## Short problem
Arrange every line of the entries below as a JSON list of strings, one string per line, skipping blank lines. Leave the picture out of your answer.

## Source entries
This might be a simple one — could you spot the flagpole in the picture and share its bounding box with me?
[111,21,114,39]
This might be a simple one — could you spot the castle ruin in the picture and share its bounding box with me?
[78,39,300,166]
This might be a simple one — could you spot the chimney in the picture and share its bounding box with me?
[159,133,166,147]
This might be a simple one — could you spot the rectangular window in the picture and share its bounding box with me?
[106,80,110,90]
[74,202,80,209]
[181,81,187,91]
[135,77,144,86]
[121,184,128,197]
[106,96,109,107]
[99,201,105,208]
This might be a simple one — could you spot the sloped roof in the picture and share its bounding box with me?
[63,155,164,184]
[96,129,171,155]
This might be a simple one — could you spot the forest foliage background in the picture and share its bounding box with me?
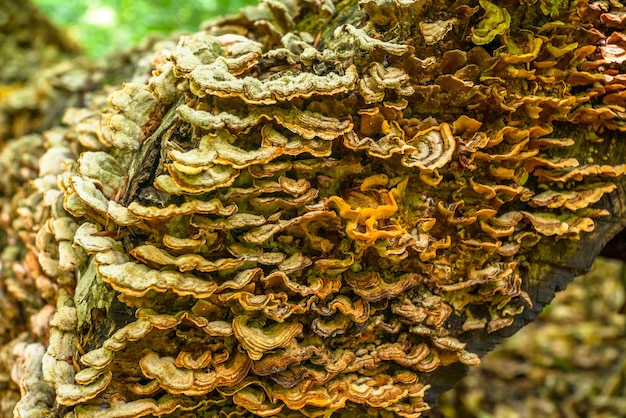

## Exercise response
[
  "This might be a simple one — could you spot the flagpole in the picture and share its bounding box with me?",
  "[111,21,114,39]",
  "This might be a simple one — could you spot the castle ruin in the picture and share its bounding box with me?",
  "[78,39,300,166]",
  "This might be a simple one — could you spot the chimney in the picture and share its bounding box with me?",
  "[159,133,166,147]",
  "This might be a simple one — could you spot the rectangular window in the picture and share its bounding box with me?",
  "[106,80,110,90]",
  "[74,202,80,209]",
  "[181,81,187,91]",
  "[135,77,144,86]",
  "[121,184,128,197]",
  "[106,96,109,107]",
  "[99,201,105,208]",
  "This might be a simple one — could you spot the sloped roof in the picture and share its bounding box with me?",
  "[63,155,164,184]",
  "[96,129,171,155]",
  "This might be a simple one — could you spot the forest foliage background in the picture and share its bounding box with me?"
]